_What to produce_
Rewrite the lines from the one containing "Locate the knit" through the end of the records below, inclusive, keeping the requests. In the answers, multiply every coordinate by 1.4 and round each result to a whole number, rounding halves up.

_Point labeling records_
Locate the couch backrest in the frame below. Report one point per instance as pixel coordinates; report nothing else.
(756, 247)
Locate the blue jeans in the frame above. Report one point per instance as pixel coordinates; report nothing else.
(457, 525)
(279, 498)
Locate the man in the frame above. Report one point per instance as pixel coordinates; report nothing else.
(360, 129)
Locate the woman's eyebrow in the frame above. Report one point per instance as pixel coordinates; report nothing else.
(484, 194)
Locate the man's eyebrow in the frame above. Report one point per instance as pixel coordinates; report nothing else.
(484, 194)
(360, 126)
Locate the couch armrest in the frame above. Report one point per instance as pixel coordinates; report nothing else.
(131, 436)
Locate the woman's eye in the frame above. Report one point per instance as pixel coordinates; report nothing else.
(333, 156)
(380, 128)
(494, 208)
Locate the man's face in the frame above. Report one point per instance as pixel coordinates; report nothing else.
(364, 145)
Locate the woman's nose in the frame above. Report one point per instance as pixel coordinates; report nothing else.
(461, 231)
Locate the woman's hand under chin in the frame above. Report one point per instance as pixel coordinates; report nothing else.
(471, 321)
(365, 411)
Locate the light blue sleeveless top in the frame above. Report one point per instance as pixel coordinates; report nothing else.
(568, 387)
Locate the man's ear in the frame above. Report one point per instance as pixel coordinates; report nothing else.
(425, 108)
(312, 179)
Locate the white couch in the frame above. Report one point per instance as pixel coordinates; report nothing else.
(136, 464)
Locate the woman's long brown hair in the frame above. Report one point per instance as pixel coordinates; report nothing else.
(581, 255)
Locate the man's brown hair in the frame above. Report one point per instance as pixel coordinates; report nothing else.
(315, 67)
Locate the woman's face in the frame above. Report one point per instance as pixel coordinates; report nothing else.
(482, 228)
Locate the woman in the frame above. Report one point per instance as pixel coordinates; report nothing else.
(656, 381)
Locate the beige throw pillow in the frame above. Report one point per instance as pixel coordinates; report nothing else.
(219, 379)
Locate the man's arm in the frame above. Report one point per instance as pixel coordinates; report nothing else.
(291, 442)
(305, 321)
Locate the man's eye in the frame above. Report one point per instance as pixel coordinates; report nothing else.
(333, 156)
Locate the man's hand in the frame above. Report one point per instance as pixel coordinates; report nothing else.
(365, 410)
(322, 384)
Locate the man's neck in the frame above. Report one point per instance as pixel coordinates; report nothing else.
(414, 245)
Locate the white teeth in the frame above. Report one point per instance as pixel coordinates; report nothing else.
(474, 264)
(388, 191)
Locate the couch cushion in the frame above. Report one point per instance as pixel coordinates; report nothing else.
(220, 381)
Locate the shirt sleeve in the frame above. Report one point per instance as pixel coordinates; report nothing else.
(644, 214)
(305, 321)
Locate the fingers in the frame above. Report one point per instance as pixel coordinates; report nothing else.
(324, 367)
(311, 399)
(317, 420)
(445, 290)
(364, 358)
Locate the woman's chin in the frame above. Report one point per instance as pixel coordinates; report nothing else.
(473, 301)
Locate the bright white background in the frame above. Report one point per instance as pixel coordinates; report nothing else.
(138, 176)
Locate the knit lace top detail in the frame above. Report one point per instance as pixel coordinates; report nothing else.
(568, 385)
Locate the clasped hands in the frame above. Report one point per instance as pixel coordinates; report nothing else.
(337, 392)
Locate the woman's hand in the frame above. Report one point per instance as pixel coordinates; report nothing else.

_In response_
Locate the knit lace top detail in the frame above. Report one point per instance as pixel coordinates; report nothing else.
(795, 539)
Locate the clasped hands in the frame above. Report one point per instance as pixel coordinates; report nothing else.
(472, 549)
Locate the woman's hand in the frame above. Report one point per instance as pixel coordinates; report nothing else.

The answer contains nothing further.